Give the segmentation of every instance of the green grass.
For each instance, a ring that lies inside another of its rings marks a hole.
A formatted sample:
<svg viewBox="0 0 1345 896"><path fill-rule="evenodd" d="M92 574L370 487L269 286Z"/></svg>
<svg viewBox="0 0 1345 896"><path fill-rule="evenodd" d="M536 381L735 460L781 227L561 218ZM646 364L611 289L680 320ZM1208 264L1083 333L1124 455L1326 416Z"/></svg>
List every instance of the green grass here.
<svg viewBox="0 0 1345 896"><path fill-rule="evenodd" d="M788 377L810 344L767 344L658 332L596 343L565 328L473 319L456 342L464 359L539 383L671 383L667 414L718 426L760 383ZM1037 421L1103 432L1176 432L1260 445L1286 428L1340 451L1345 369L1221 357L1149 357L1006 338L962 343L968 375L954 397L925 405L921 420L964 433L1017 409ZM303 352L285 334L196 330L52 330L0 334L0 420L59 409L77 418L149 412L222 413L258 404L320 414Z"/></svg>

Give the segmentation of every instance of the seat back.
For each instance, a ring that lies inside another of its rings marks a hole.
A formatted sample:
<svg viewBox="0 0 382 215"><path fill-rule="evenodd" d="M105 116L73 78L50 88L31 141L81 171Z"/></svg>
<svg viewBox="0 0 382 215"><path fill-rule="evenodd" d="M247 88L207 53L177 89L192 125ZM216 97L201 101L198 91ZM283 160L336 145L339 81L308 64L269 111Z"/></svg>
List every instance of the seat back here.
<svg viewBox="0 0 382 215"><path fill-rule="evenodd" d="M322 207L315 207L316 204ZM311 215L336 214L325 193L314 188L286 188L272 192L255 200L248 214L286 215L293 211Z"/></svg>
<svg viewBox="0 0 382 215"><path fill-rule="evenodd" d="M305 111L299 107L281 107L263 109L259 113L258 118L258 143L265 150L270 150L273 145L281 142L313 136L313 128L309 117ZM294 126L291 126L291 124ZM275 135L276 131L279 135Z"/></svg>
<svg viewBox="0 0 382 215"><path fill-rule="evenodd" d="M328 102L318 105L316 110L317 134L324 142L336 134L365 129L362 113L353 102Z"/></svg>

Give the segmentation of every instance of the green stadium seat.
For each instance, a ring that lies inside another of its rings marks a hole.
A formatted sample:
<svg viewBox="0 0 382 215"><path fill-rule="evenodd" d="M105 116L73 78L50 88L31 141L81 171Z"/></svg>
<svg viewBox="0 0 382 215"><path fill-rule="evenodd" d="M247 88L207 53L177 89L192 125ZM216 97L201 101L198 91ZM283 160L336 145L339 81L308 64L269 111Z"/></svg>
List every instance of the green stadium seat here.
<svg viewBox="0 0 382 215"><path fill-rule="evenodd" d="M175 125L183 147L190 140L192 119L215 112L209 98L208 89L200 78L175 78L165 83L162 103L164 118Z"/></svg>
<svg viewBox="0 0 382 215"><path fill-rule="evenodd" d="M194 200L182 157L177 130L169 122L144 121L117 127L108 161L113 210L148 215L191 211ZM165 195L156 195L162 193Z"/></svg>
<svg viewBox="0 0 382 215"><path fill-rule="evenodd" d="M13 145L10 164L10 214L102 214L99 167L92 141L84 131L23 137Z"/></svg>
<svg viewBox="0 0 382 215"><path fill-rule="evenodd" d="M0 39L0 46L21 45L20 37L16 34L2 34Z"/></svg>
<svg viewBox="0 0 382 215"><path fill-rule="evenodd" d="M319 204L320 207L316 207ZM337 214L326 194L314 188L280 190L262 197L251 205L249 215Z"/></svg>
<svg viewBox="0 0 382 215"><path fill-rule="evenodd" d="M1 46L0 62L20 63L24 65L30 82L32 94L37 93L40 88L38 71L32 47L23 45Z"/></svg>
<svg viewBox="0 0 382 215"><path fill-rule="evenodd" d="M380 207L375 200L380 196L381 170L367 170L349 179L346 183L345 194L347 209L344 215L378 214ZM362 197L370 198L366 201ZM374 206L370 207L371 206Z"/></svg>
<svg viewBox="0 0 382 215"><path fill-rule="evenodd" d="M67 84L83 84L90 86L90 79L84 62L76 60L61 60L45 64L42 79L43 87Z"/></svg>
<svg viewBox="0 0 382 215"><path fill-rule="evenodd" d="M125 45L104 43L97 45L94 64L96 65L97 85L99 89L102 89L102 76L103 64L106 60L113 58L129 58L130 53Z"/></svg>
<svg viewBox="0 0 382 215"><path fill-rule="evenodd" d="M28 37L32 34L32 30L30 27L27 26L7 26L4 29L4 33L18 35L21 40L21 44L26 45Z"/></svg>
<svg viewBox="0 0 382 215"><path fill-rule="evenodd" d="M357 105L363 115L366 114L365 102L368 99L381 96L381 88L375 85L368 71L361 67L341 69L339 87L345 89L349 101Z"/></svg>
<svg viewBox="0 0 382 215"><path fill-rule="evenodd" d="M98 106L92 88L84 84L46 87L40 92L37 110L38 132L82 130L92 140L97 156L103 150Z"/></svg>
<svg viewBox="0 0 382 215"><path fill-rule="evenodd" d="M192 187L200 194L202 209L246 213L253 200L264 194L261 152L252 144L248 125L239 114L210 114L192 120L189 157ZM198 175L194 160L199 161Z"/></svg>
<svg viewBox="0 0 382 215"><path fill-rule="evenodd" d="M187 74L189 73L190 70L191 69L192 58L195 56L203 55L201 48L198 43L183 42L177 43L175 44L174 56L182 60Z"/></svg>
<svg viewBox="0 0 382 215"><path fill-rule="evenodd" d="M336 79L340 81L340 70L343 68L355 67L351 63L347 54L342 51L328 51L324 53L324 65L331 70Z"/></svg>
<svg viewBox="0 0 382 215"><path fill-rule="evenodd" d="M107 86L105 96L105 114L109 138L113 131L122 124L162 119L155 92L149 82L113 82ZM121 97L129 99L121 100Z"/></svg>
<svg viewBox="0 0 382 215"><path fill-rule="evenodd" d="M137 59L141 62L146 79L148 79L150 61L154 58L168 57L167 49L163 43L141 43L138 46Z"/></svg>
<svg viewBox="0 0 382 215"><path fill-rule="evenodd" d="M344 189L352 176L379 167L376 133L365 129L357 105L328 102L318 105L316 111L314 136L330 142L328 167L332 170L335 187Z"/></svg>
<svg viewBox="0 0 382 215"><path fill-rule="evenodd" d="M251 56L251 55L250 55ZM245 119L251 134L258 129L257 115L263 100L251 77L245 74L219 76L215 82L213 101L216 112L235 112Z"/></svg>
====
### Required work
Put each line of the material above into a numbered list, omitting any blank lines.

### Response to this exercise
1. Give the segmentation of every instance of the green grass.
2. For each instance, a ring that lies inside another of its rings marks a hole.
3. A formatted sample:
4. <svg viewBox="0 0 1345 896"><path fill-rule="evenodd" d="M92 574L370 487L269 286Z"/></svg>
5. <svg viewBox="0 0 1345 896"><path fill-rule="evenodd" d="M536 381L735 460L781 227L561 218ZM646 364L611 289L680 320ZM1208 264L1083 333L1124 455L1326 416Z"/></svg>
6. List every instance of the green grass here.
7. <svg viewBox="0 0 1345 896"><path fill-rule="evenodd" d="M788 377L810 344L767 344L658 332L596 343L565 328L473 319L456 342L464 359L539 383L671 383L667 414L718 426L760 383ZM1037 421L1103 432L1176 432L1260 445L1286 428L1340 451L1345 369L1221 357L1149 357L1006 338L962 343L968 375L954 397L925 405L921 420L964 433L1017 409ZM303 352L285 334L196 330L52 330L0 334L0 420L59 409L77 418L149 412L222 413L258 404L320 414Z"/></svg>
8. Give the segmentation of every instance of the seat back.
9. For each instance, a ring that lies inside another of its rings marks a hole.
10. A formatted sample:
11. <svg viewBox="0 0 382 215"><path fill-rule="evenodd" d="M105 116L73 78L50 88L31 141L81 171Z"/></svg>
12. <svg viewBox="0 0 382 215"><path fill-rule="evenodd" d="M247 88L207 53L177 89L192 125ZM216 97L201 101L198 91ZM283 160L336 145L339 81L308 64L269 111Z"/></svg>
13. List every instance of the seat back here.
14. <svg viewBox="0 0 382 215"><path fill-rule="evenodd" d="M322 207L315 207L316 204ZM311 215L336 214L325 193L314 188L286 188L272 192L255 200L248 214L286 215L293 211Z"/></svg>
15. <svg viewBox="0 0 382 215"><path fill-rule="evenodd" d="M305 111L299 107L281 107L263 109L259 113L258 118L258 143L265 150L270 150L273 145L281 142L313 136L313 128L309 117ZM294 126L291 126L291 124ZM275 135L276 131L279 135Z"/></svg>
16. <svg viewBox="0 0 382 215"><path fill-rule="evenodd" d="M328 102L318 105L316 110L317 134L324 142L336 134L365 129L362 113L353 102Z"/></svg>
17. Give the segmentation of every instance of the green stadium seat.
18. For each instance, a ring that lies inside another of its rings marks a hole.
19. A formatted sample:
20. <svg viewBox="0 0 382 215"><path fill-rule="evenodd" d="M105 116L73 78L50 88L31 141L81 171Z"/></svg>
21. <svg viewBox="0 0 382 215"><path fill-rule="evenodd" d="M247 88L207 53L177 89L192 125ZM216 97L201 101L198 91ZM283 160L336 145L339 81L308 64L269 111Z"/></svg>
22. List every instance of the green stadium seat here.
23. <svg viewBox="0 0 382 215"><path fill-rule="evenodd" d="M175 125L183 147L190 140L192 119L215 112L209 98L208 89L200 78L175 78L165 83L162 103L164 118Z"/></svg>
24. <svg viewBox="0 0 382 215"><path fill-rule="evenodd" d="M194 200L182 157L177 130L169 122L144 121L117 127L108 161L113 210L148 215L191 211ZM165 195L156 195L162 193Z"/></svg>
25. <svg viewBox="0 0 382 215"><path fill-rule="evenodd" d="M13 145L10 164L10 214L102 214L99 167L92 141L84 131L23 137Z"/></svg>
26. <svg viewBox="0 0 382 215"><path fill-rule="evenodd" d="M0 39L0 46L21 45L20 37L16 34L2 34Z"/></svg>
27. <svg viewBox="0 0 382 215"><path fill-rule="evenodd" d="M319 204L320 207L316 207ZM337 214L326 194L314 188L280 190L262 197L251 205L249 215Z"/></svg>
28. <svg viewBox="0 0 382 215"><path fill-rule="evenodd" d="M1 46L0 62L20 63L24 65L30 82L32 94L37 93L40 88L38 71L32 47L23 45Z"/></svg>
29. <svg viewBox="0 0 382 215"><path fill-rule="evenodd" d="M380 207L375 200L380 196L381 170L367 170L349 179L346 183L345 194L347 209L344 215L378 214ZM362 197L370 198L366 201ZM374 206L370 207L371 206Z"/></svg>
30. <svg viewBox="0 0 382 215"><path fill-rule="evenodd" d="M67 84L83 84L90 86L90 79L84 62L76 60L61 60L45 64L42 79L43 87Z"/></svg>
31. <svg viewBox="0 0 382 215"><path fill-rule="evenodd" d="M125 45L104 43L97 45L94 64L96 65L97 85L99 89L102 89L102 76L103 64L106 60L113 58L129 58L130 53Z"/></svg>
32. <svg viewBox="0 0 382 215"><path fill-rule="evenodd" d="M28 37L32 34L32 30L30 27L27 26L7 26L4 29L4 33L18 35L21 40L21 44L26 45Z"/></svg>
33. <svg viewBox="0 0 382 215"><path fill-rule="evenodd" d="M357 105L363 115L366 114L365 102L368 99L381 96L381 88L375 85L368 71L361 67L341 69L339 87L345 89L349 101Z"/></svg>
34. <svg viewBox="0 0 382 215"><path fill-rule="evenodd" d="M98 106L92 88L84 84L46 87L40 92L37 110L38 132L82 130L92 140L97 156L103 150Z"/></svg>
35. <svg viewBox="0 0 382 215"><path fill-rule="evenodd" d="M192 187L200 194L202 209L246 213L253 200L264 194L261 152L252 144L248 125L239 114L210 114L192 120L189 157ZM198 175L194 160L199 161Z"/></svg>
36. <svg viewBox="0 0 382 215"><path fill-rule="evenodd" d="M187 74L189 73L190 70L191 69L192 58L195 56L203 55L201 48L198 43L183 42L177 43L175 44L174 56L182 60Z"/></svg>
37. <svg viewBox="0 0 382 215"><path fill-rule="evenodd" d="M336 79L340 81L340 70L343 68L355 67L351 63L347 54L342 51L328 51L324 53L324 65L331 70Z"/></svg>
38. <svg viewBox="0 0 382 215"><path fill-rule="evenodd" d="M107 86L105 96L105 114L109 138L113 131L122 124L162 119L155 92L149 82L113 82ZM121 97L129 99L121 100Z"/></svg>
39. <svg viewBox="0 0 382 215"><path fill-rule="evenodd" d="M137 59L141 62L146 79L148 79L150 61L154 58L168 57L167 49L163 43L141 43L138 46Z"/></svg>
40. <svg viewBox="0 0 382 215"><path fill-rule="evenodd" d="M344 189L352 176L379 167L376 133L365 129L357 105L328 102L318 105L316 111L314 136L330 142L328 167L332 170L335 187Z"/></svg>
41. <svg viewBox="0 0 382 215"><path fill-rule="evenodd" d="M251 56L251 55L250 55ZM245 119L251 134L258 129L257 115L263 100L251 77L245 74L219 76L215 82L213 101L216 112L235 112Z"/></svg>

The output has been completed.